Turn every line of the records below into a Markdown table with the columns "Row" and "Line". Number each row, skip blank lines, and leave the pictures out.

* Start DATA TO USE *

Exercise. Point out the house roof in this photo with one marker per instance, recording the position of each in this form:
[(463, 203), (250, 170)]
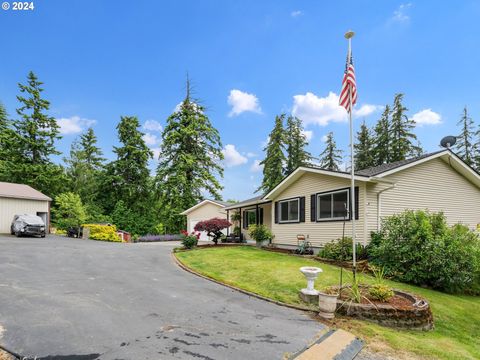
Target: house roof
[(376, 173), (252, 201), (377, 170), (21, 191), (221, 204)]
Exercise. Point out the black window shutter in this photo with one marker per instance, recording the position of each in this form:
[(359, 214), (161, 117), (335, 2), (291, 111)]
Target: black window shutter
[(357, 203), (302, 209), (313, 204), (276, 212)]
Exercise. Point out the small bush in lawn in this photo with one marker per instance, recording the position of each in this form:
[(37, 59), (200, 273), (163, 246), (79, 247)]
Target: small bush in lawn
[(380, 292), (419, 247), (342, 250), (260, 233), (189, 241)]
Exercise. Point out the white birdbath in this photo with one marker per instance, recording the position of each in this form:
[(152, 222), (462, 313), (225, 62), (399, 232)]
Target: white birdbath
[(311, 274)]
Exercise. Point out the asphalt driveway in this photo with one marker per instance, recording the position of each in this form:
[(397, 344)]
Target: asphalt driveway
[(77, 299)]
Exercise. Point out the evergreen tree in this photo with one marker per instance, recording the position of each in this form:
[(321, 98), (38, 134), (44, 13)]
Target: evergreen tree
[(331, 155), (190, 161), (382, 139), (465, 141), (84, 167), (402, 137), (33, 143), (274, 156), (364, 149), (130, 174), (296, 143)]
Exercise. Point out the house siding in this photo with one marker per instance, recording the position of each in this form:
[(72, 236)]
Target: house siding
[(432, 185), (318, 233), (14, 206), (205, 212)]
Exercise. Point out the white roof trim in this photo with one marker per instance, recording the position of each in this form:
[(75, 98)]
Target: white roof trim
[(201, 203), (301, 170)]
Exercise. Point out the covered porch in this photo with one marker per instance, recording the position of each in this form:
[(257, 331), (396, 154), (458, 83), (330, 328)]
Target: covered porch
[(254, 211)]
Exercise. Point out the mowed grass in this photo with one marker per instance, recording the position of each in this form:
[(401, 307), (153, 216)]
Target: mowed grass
[(277, 276)]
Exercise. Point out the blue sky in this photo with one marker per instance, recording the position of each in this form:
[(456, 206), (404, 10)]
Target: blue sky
[(248, 61)]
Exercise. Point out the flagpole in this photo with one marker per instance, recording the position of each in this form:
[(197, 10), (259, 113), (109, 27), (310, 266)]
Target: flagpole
[(348, 35)]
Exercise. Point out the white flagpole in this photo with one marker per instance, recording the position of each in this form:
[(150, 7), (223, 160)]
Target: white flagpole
[(348, 36)]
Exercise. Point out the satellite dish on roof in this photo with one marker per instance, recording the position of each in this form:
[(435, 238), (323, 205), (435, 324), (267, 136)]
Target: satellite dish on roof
[(448, 141)]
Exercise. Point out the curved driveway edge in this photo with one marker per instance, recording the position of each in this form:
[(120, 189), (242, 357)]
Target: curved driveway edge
[(73, 297)]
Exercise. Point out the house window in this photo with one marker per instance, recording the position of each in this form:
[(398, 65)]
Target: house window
[(333, 205), (251, 217), (289, 210)]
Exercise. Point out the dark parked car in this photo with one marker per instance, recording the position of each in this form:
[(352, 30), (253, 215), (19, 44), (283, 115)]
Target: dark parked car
[(27, 225)]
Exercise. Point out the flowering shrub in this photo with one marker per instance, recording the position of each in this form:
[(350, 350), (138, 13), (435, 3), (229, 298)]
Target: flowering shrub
[(103, 232), (213, 228), (189, 241)]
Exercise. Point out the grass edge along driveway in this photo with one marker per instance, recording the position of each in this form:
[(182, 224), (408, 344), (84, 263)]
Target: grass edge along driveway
[(277, 276)]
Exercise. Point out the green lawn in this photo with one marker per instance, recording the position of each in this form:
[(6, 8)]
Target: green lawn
[(276, 276)]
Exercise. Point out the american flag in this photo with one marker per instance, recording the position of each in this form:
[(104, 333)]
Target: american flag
[(349, 87)]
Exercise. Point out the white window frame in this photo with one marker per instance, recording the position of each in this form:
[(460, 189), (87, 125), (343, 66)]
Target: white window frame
[(249, 211), (280, 210), (331, 205)]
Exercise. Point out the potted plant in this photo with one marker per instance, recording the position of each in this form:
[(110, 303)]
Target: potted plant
[(327, 302), (261, 234)]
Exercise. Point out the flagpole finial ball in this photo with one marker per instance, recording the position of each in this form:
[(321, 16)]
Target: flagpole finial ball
[(349, 34)]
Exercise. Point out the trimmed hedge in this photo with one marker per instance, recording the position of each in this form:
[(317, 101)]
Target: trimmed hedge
[(103, 232), (419, 247)]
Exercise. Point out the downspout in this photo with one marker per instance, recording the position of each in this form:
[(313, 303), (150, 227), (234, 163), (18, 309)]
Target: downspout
[(379, 198)]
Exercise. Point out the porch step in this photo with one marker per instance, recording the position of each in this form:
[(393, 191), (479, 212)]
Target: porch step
[(334, 345)]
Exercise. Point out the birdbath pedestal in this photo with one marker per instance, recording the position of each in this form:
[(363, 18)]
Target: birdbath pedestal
[(309, 294)]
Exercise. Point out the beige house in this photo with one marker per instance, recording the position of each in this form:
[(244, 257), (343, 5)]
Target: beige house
[(315, 203), (17, 199)]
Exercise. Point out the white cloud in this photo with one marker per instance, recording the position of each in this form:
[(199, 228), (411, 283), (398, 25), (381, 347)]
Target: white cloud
[(150, 139), (241, 102), (308, 134), (232, 156), (74, 125), (256, 166), (152, 125), (400, 14), (323, 110), (427, 117), (296, 13)]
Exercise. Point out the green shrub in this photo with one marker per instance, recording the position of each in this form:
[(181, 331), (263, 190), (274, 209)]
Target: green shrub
[(189, 241), (418, 247), (103, 232), (342, 250), (380, 292), (260, 233)]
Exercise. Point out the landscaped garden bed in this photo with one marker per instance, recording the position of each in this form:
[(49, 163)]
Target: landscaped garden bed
[(276, 276)]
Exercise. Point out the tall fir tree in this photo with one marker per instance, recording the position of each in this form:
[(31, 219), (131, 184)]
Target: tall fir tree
[(465, 145), (85, 165), (364, 155), (33, 143), (331, 156), (382, 138), (130, 175), (190, 162), (274, 157), (296, 142), (402, 137)]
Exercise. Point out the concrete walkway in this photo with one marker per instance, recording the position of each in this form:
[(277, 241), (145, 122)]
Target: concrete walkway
[(84, 299)]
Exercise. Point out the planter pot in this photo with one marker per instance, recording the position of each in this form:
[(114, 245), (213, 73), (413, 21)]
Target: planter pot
[(327, 305)]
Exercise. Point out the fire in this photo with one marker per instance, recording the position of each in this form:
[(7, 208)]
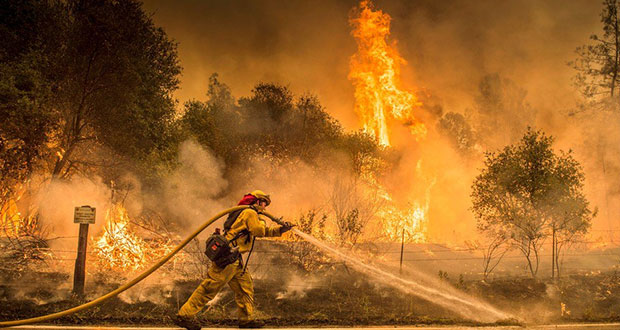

* End DATA TO USE *

#### FULL RESPONSE
| Row | Line |
|---|---|
| 1 | Exercise. Point out the house roof in this photo with one marker per instance, recording the position of each in this form: |
| 2 | [(463, 203), (250, 170)] |
| 3 | Target: house roof |
| 4 | [(376, 173), (252, 201), (377, 170), (21, 191), (221, 204)] |
| 5 | Exercise. Point out the black window shutter in this photo with one marker per instance, recording the position of each in this form: |
| 6 | [(359, 214), (161, 117), (335, 2), (291, 111)] |
| 7 | Target: black window shutter |
| 8 | [(357, 203), (302, 209), (313, 204), (276, 212)] |
| 9 | Exercise. Point out the small bush in lawn in this photo with one marker per instance, recording the position of each in this form: |
| 10 | [(37, 59), (200, 273), (163, 246), (79, 247)] |
| 11 | Target: small bush in lawn |
| 12 | [(380, 292), (419, 247), (342, 250), (260, 233), (189, 241)] |
| 13 | Exercise. Point out the white birdbath in this photo with one marker per instance, recording the position of each in this form: |
| 14 | [(152, 222), (462, 313), (225, 62), (399, 232)] |
| 15 | Target: white birdbath |
| 16 | [(311, 274)] |
| 17 | Exercise. Point out the asphalt driveway in this photo with one marker per instance, recording the position of each in this form: |
| 18 | [(397, 344)] |
| 19 | Target: asphalt driveway |
| 20 | [(77, 299)] |
| 21 | Exercise. Point out the evergreen tree in this photo with one marker per instance, recording the position of each in this form: |
| 22 | [(321, 98), (38, 134), (44, 13)] |
| 23 | Target: evergreen tree |
| 24 | [(331, 155), (190, 161), (382, 139), (465, 141), (84, 167), (402, 137), (33, 143), (274, 156), (364, 149), (130, 174), (296, 143)] |
| 25 | Exercise. Point out the house siding in this photo with one marker per instance, recording the position of each in this form: |
| 26 | [(72, 236)] |
| 27 | Target: house siding |
| 28 | [(432, 185), (318, 233), (14, 206), (205, 212)] |
| 29 | Exercise. Point out the white roof trim in this photo with one marker per instance, recording the position of each in this form: |
| 30 | [(75, 98)] |
| 31 | Target: white roof trim |
| 32 | [(201, 203), (301, 170)] |
| 33 | Exercise. Point out the covered porch in this photo with one marker per instance, recording the position of each in this form: |
| 34 | [(257, 331), (396, 154), (458, 83), (330, 328)] |
| 35 | Target: covered porch |
| 36 | [(254, 211)] |
| 37 | Exercise. Point out the mowed grass in this photo with one marker per instance, recording the position of each in this form: |
| 38 | [(401, 307), (153, 216)] |
| 39 | Target: mowed grass |
| 40 | [(277, 276)] |
| 41 | Exercise. Point out the blue sky in this photo with one marker per instance, recording the position of each in this form: |
| 42 | [(456, 206), (404, 10)] |
| 43 | Target: blue sky |
| 44 | [(248, 61)] |
| 45 | Exercise. Point out the flagpole in this photo with one marker per instance, recording the position of each in this form: |
| 46 | [(197, 10), (259, 113), (109, 27), (310, 266)] |
| 47 | Target: flagpole |
| 48 | [(348, 35)] |
| 49 | Exercise. Point out the white flagpole in this photo with one marker per instance, recording the position of each in this form: |
| 50 | [(150, 7), (223, 160)] |
| 51 | Target: white flagpole |
| 52 | [(348, 36)] |
| 53 | Exercise. Point out the satellite dish on roof in this photo with one marker per instance, recording the position of each in this form: |
| 54 | [(435, 238), (323, 205), (435, 324), (267, 136)] |
| 55 | Target: satellite dish on roof |
| 56 | [(448, 141)] |
| 57 | Exercise. Point out the curved driveway edge in this photo with one marker per instance, recording the position of each in this form: |
| 58 | [(120, 189), (242, 357)] |
| 59 | Target: curved driveway edge |
| 60 | [(73, 297)] |
| 61 | Exercise. Point out the house window in this photo with one marker per instance, recording the position of each in this form: |
| 62 | [(398, 65)] |
| 63 | Target: house window |
| 64 | [(333, 205), (251, 217), (289, 210)] |
| 65 | Exercise. Point out the dark parked car in this photo with one marker per instance, recording the position of each in this form: |
| 66 | [(352, 30), (253, 215), (19, 44), (283, 115)] |
| 67 | Target: dark parked car |
| 68 | [(27, 225)] |
| 69 | Exercise. Point out the flowering shrub in this photo with one marker per instance, recording the position of each in this form: |
| 70 | [(350, 350), (138, 13), (435, 3), (229, 298)] |
| 71 | Target: flowering shrub |
| 72 | [(103, 232), (213, 228), (189, 241)] |
| 73 | Exercise. Point out the grass edge along driveway in this photo with one marker per instance, recording the position of each in this form: |
| 74 | [(182, 224), (408, 344), (84, 263)] |
| 75 | Target: grass edge along driveway |
| 76 | [(277, 276)] |
| 77 | Exercise. Point out the green lawn in this photo with one marker per instance, recording the position of each in this form: |
| 78 | [(6, 8)] |
| 79 | Target: green lawn |
| 80 | [(276, 276)] |
| 81 | Exercise. Point out the american flag in this photo with one marker per instance, recording the position of each in this form: |
| 82 | [(104, 333)] |
| 83 | Target: american flag |
| 84 | [(349, 87)] |
| 85 | Exercise. Point out the white window frame in this photo with one marker per instance, recording the position of each in this form: |
| 86 | [(460, 189), (87, 125), (343, 66)] |
| 87 | Target: white window frame |
| 88 | [(249, 211), (280, 210), (331, 205)] |
| 89 | Exercise. Point out the potted plant in this photo with one marker per instance, recording the position of each in this form: |
| 90 | [(110, 303)] |
| 91 | Target: potted plant |
| 92 | [(327, 302), (261, 234)] |
| 93 | Exercise. Point out the flagpole finial ball in this photo with one marker per instance, recording the position of each in this form: |
| 94 | [(321, 16)] |
| 95 | Target: flagpole finial ball |
| 96 | [(349, 34)] |
| 97 | Exercise. Point out the trimmed hedge in this photo with one marker per instance, recording the position of each in this form: |
| 98 | [(317, 101)] |
| 99 | Target: trimmed hedge |
| 100 | [(103, 232), (419, 247)] |
| 101 | Exercise. Point out the downspout in this photo with one marker per instance, recording the position of each in this form: |
| 102 | [(313, 303), (150, 227), (234, 163), (18, 309)] |
| 103 | Target: downspout |
| 104 | [(379, 198)] |
| 105 | Exercise. Point out the porch step in this photo with one marker per instance, recording the position of each in this form: |
| 106 | [(393, 191), (479, 212)] |
| 107 | Target: porch step |
| 108 | [(334, 345)] |
| 109 | Exercise. Point out the birdbath pedestal in this photo with one marker per instance, recording the position of each in this form: |
| 110 | [(363, 18)] |
| 111 | Target: birdbath pedestal |
| 112 | [(309, 294)] |
| 113 | Exercise. Point out the beige house in this photo with one marker per instance, recording the position of each in this form: |
| 114 | [(244, 257), (343, 5)] |
| 115 | Target: beige house |
| 116 | [(315, 203), (17, 199)] |
| 117 | Exercise. Point out the white cloud in this photo with one marker per instance, recording the position of each in this form: |
| 118 | [(199, 228), (411, 283), (398, 25), (381, 347)] |
| 119 | Target: white cloud |
| 120 | [(150, 139), (241, 102), (308, 134), (232, 156), (74, 125), (256, 166), (152, 125), (400, 14), (323, 110), (427, 117), (296, 13)] |
| 121 | Exercise. Point out the green shrub in this photo with one marker per instance, recording the position of each in this form: |
| 122 | [(181, 331), (263, 190), (274, 209)] |
| 123 | Target: green shrub |
| 124 | [(189, 241), (418, 247), (103, 232), (342, 250), (380, 292), (260, 233)] |
| 125 | Exercise. Point out the landscaped garden bed in this photo with one marker per instance, recording the position of each in this form: |
| 126 | [(49, 163)] |
| 127 | Target: landscaped garden bed |
| 128 | [(276, 276)] |
| 129 | Exercise. Point out the tall fir tree in this photo with one marker per instance, recording the position of each in this form: |
| 130 | [(31, 219), (131, 184)] |
| 131 | Target: tall fir tree |
| 132 | [(465, 145), (85, 165), (364, 155), (33, 143), (331, 156), (382, 138), (130, 175), (190, 162), (274, 157), (296, 142), (402, 137)] |
| 133 | Exercise. Point out the concrete walkway in this photo with one marker per instance, recording the position of each in this form: |
| 134 | [(277, 241), (145, 122)] |
| 135 | Target: concrete walkway |
| 136 | [(84, 299)] |
| 137 | Exercise. Point out the planter pot in this photo with one marker per instance, recording the position of each in this form: |
| 138 | [(114, 245), (213, 73), (413, 21)] |
| 139 | Target: planter pot |
| 140 | [(327, 305)] |
| 141 | Exercise. Point out the fire in this photo with one marker per instance, recording the position of each in this form: |
| 142 | [(7, 208)] |